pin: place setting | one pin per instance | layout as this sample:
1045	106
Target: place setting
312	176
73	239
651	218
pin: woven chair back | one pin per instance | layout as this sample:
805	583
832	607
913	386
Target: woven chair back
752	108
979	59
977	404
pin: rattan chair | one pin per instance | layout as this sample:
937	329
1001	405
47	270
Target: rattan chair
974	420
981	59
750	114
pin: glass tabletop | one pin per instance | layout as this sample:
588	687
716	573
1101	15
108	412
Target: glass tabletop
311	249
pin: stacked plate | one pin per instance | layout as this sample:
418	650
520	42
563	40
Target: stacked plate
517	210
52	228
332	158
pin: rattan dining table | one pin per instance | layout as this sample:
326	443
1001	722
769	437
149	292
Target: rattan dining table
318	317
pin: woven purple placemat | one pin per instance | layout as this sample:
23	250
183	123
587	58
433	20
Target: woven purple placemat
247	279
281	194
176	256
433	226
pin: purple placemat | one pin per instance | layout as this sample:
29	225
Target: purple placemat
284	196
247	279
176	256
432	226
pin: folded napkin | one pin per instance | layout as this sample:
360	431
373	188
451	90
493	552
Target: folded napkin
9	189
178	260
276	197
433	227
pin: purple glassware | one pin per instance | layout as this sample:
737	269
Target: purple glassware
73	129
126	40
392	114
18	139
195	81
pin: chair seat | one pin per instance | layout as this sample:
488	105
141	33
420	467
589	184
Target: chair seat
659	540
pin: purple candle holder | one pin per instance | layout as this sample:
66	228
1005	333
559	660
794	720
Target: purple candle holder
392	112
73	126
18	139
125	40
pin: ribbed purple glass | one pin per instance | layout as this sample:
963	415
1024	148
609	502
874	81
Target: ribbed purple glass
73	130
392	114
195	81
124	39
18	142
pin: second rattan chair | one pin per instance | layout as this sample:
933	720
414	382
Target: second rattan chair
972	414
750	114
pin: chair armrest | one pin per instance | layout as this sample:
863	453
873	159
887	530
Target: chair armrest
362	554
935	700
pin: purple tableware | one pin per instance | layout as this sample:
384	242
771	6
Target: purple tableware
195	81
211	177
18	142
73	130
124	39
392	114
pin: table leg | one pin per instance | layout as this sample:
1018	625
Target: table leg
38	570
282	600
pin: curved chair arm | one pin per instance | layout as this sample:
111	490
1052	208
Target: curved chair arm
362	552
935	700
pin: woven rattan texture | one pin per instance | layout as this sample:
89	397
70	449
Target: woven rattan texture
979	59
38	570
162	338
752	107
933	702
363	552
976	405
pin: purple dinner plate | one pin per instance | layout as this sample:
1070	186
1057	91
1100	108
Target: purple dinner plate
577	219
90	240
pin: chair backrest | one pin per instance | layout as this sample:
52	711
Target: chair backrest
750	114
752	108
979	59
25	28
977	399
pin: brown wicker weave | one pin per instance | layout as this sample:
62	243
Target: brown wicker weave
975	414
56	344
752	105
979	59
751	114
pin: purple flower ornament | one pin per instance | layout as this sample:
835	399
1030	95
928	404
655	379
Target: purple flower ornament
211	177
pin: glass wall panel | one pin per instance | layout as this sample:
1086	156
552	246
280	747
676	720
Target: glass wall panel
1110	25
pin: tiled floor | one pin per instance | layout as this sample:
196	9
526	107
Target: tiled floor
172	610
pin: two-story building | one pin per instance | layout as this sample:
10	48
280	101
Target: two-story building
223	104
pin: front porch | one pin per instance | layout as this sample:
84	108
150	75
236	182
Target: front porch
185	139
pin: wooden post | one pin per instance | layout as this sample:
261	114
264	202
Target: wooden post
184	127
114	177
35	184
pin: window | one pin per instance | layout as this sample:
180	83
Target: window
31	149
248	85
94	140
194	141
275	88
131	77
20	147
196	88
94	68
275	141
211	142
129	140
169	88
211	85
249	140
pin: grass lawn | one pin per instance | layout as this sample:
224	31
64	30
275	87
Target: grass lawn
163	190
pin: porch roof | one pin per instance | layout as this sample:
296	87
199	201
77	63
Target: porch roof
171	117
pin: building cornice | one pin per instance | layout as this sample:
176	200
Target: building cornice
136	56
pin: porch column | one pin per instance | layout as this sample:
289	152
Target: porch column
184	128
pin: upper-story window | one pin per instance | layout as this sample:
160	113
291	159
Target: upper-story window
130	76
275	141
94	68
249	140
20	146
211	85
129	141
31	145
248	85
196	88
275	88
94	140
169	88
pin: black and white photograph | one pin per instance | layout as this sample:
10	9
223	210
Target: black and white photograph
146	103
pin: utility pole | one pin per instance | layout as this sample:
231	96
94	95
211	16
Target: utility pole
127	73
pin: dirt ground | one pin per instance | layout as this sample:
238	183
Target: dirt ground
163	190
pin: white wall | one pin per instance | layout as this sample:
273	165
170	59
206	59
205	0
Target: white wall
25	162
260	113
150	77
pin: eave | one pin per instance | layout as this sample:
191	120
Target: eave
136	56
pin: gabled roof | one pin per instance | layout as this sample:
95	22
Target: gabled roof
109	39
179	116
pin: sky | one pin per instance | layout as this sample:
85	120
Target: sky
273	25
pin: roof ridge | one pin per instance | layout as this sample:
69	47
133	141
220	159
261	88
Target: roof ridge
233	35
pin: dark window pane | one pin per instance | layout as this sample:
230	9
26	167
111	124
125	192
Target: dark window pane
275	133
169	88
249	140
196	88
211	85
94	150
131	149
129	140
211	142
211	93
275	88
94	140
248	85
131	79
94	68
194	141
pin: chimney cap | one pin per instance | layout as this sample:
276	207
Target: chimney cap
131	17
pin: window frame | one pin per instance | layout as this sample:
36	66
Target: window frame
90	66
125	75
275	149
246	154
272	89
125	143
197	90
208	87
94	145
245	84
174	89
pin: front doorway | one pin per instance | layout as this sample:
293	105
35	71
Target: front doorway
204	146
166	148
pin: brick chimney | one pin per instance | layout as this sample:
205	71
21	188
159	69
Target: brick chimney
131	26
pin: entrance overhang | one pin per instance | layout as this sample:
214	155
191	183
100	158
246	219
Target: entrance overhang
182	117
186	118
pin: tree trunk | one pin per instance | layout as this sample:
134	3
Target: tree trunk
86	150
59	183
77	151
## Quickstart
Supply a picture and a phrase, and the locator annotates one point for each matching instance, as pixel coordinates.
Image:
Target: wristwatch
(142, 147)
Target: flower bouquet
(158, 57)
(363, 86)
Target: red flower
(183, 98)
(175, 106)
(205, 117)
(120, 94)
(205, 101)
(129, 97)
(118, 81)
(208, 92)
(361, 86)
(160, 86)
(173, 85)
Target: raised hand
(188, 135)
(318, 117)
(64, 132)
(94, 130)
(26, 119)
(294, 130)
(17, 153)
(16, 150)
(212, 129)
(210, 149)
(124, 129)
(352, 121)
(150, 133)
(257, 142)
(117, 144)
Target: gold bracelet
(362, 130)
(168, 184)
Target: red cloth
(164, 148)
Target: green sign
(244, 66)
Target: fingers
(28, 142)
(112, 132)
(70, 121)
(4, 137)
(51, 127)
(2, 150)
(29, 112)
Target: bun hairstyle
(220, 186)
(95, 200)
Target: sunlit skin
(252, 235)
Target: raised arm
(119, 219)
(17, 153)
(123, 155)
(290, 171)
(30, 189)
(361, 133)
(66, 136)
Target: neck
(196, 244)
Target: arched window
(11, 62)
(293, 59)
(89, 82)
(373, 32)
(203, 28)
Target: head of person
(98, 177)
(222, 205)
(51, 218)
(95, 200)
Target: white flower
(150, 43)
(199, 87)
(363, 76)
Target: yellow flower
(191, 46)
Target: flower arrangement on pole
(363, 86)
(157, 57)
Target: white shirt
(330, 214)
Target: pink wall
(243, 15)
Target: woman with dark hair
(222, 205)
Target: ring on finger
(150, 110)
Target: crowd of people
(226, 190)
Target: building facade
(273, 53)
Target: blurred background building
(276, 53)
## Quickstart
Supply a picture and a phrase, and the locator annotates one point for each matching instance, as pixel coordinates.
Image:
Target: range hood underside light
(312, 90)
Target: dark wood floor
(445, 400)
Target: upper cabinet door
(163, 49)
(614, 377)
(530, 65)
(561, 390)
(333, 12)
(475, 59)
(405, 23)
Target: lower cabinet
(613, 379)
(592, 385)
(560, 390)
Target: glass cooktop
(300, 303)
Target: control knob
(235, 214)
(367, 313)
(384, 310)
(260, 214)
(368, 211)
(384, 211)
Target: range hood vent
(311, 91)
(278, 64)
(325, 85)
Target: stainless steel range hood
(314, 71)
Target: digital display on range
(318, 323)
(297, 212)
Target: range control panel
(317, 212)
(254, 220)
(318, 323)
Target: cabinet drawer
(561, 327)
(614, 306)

____

--- TO BE DONE ---
Repeat the line containing "Target: dark wood floor" and all subsequent lines through the final line of the data, exactly and with no others.

--- RESPONSE TO THE EXERCISE ---
Target: dark wood floor
(445, 400)
Target: upper cabinet door
(163, 49)
(614, 377)
(530, 65)
(561, 390)
(333, 12)
(475, 59)
(405, 23)
Target: lower cabinet
(613, 379)
(592, 385)
(560, 390)
Target: glass cooktop
(300, 303)
Target: control knob
(235, 214)
(367, 313)
(384, 310)
(260, 214)
(368, 211)
(384, 211)
Target: range hood vent
(311, 91)
(278, 64)
(325, 85)
Target: stainless steel range hood
(314, 71)
Target: digital display on range
(318, 323)
(297, 212)
Target: range control panel
(317, 212)
(254, 220)
(318, 323)
Target: cabinet drawer
(561, 327)
(614, 306)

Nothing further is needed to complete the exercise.